■ **短い課題**: 本文のうち「阪神淡路大震災のガレキは2000万トン、」から始まり「3年間あれば両県で大体処理できるのではないか。」で終わる部分を、「焼却炉」を「処理施設」に差し替えて書き直してください。

■ **本文**:

★ ★ ★ ★ ★

震災ガレキ広域処理について

野田政権が宮城・岩手で発生した震災ガレキの広域処理
キャンペーンを一段と強力に推進し、受け入れに前向き
自治体が増えてきた。


この状況に私は心穏やかではない、
広域処理が適切な事だとは思えないのだ。


広域処理について疑問点がいくつもある、


阪神淡路大震災のガレキは2000万トン、
 東日本大震災のガレキは2300万トン。
 阪神大震災のときは兵庫県がほぼ全量を処理した。
 東北地方の面積は広大であり、被災面積当たりの
 ガレキの分量は阪神淡路大震災よりも相対的に
 少ないはず、なぜ東北地方で処理できないのか。


・宮城、岩手県の震災ガレキは1647万トン、
 両県の焼却炉をフル稼動させれば年間処理量
 500万トン余り。
 3年間あれば両県で大体処理できるのではないか。


・被災自治体のなかには地元処理を希望している所
 もある。ガレキ処理事業や施設の整備で、
 新たな雇用や国からの補助金が地元を活性化させる。

 例えば、岩手県陸前高田市の戸羽市長
 「市内にガレキ処理専門のプラントを作り、何倍もの
 スピードで処理する計画を県に相談したところ、
 現行法では手続きが煩雑であり、許可が出ても建設まで
 2年かかると門前払いされた。」



 岩手県岩清水町の伊達町長
 「現場からは納得できないことが多々ある。ガレキ処理
 もそうだ・・無理に早くかたずけなくても山にしておいて
 10年、20年かけてかたづけたほうが地元に金が落ち
 雇用も発生する。もともと使っていない土地がいっぱい
 あり、処理されなくても困らないのに、税金を青天井に
 使って全国に運び出す必要がどこにあるのか。」

★ ★ ★ ★ ★

■ **記録データ**:
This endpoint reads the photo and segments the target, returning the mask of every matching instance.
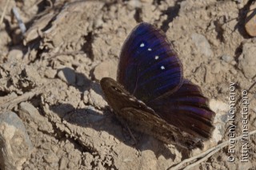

★ ★ ★ ★ ★

■ **課題の結果**:
阪神淡路大震災のガレキは2000万トン、
 東日本大震災のガレキは2300万トン。
 阪神大震災のときは兵庫県がほぼ全量を処理した。
 東北地方の面積は広大であり、被災面積当たりの
 ガレキの分量は阪神淡路大震災よりも相対的に
 少ないはず、なぜ東北地方で処理できないのか。


・宮城、岩手県の震災ガレキは1647万トン、
 両県の処理施設をフル稼動させれば年間処理量
 500万トン余り。
 3年間あれば両県で大体処理できるのではないか。